TASK OBJECTIVE | Copy the part of the OpenVINO Model Server demo text between "# Download export" and "the HF Hub.", inclusive, reproducing it exactly.

PASSAGE PROVIDED |
---+---
Agentic AI with OpenVINO Model Server#

This demo version requires OVMS version 2025.3. Build it from source before it is published.

OpenVINO Model Server can be used to serve language models for AI Agents. It supports the usage of tools in the context of content generation. It can be integrated with MCP servers and AI agent frameworks. You can learn more about tools calling based on OpenAI API

Here are presented required steps to deploy language models trained for tools support. The diagram depicting the demo setup is below: picture

The application employing OpenAI agent SDK is using MCP server. It is equipped with a set of tools to providing context for the content generation. The tools can also be used for automation purposes based on input in text format.

Export LLM model#

Currently supported models:

  • Qwen/Qwen3-8B

  • Qwen/Qwen3-4B

  • meta-llama/Llama-3.1-8B-Instruct

  • meta-llama/Llama-3.2-3B-Instruct

  • NousResearch/Hermes-3-Llama-3.1-8B

  • microsoft/Phi-4-mini-instruct

  • mistralai/Mistral-7B-Instruct-v0.3

Export using python script#

Use those steps to convert the model from HugginFace Hub to OpenVINO format and export it to a local storage.

# Download export script, install its dependencies and create directory for the models
curl https://raw.githubusercontent.com/openvinotoolkit/model_server/refs/heads/main/demos/common/export_models/export_model.py -o export_model.py
pip3 install -r https://raw.githubusercontent.com/openvinotoolkit/model_server/refs/heads/releases/2025/3/demos/common/export_models/requirements.txt
mkdir models

Run export_model.py script to download and quantize the model:

Note: The users in China need to set environment variable HF_ENDPOINT=”https://hf-mirror.com” or “https://www.modelscope.cn/models” before running the export script to connect to the HF Hub.
---+---
INPUT DATA |

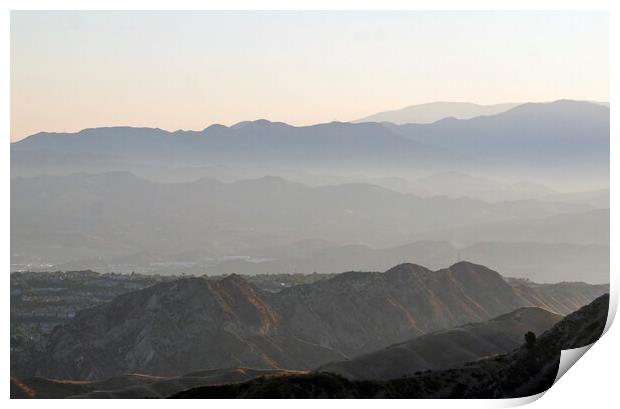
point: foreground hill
(133, 385)
(434, 111)
(564, 132)
(447, 348)
(194, 324)
(524, 372)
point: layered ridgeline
(557, 133)
(447, 348)
(529, 370)
(452, 348)
(195, 324)
(119, 222)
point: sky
(188, 70)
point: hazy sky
(187, 70)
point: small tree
(530, 339)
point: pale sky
(187, 70)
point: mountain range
(570, 134)
(194, 324)
(434, 111)
(458, 345)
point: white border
(592, 382)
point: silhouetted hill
(447, 348)
(194, 324)
(133, 386)
(524, 372)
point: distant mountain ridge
(534, 134)
(447, 348)
(435, 111)
(196, 324)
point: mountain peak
(407, 269)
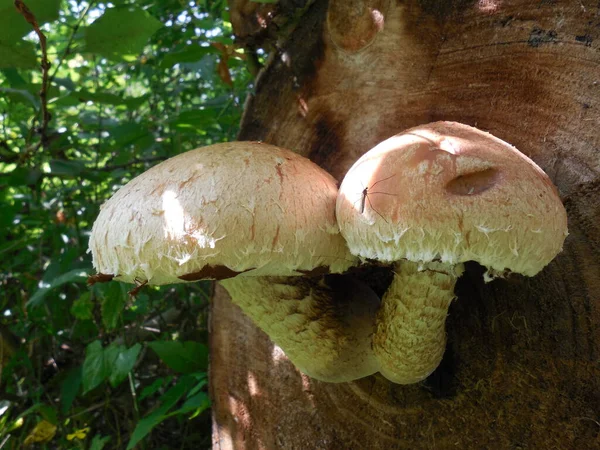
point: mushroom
(262, 220)
(428, 200)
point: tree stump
(522, 367)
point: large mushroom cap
(217, 211)
(449, 192)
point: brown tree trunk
(522, 364)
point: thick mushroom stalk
(410, 337)
(323, 324)
(439, 195)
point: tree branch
(30, 18)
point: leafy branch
(30, 18)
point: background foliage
(130, 83)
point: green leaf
(108, 98)
(169, 400)
(182, 357)
(120, 31)
(98, 442)
(73, 276)
(197, 119)
(196, 403)
(95, 370)
(113, 303)
(15, 80)
(127, 133)
(14, 26)
(65, 167)
(123, 364)
(21, 95)
(24, 176)
(190, 54)
(18, 54)
(83, 307)
(153, 388)
(69, 388)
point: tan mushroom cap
(452, 193)
(217, 211)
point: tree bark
(521, 368)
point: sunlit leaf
(120, 31)
(99, 442)
(78, 434)
(183, 357)
(44, 431)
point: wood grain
(522, 365)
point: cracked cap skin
(219, 211)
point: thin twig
(30, 18)
(67, 51)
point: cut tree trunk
(522, 367)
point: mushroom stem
(410, 335)
(324, 325)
---+---
REPLY |
# Download export script, install its dependencies and create directory for the models
curl https://raw.githubusercontent.com/openvinotoolkit/model_server/refs/heads/main/demos/common/export_models/export_model.py -o export_model.py
pip3 install -r https://raw.githubusercontent.com/openvinotoolkit/model_server/refs/heads/releases/2025/3/demos/common/export_models/requirements.txt
mkdir models

Run export_model.py script to download and quantize the model:

Note: The users in China need to set environment variable HF_ENDPOINT=”https://hf-mirror.com” or “https://www.modelscope.cn/models” before running the export script to connect to the HF Hub.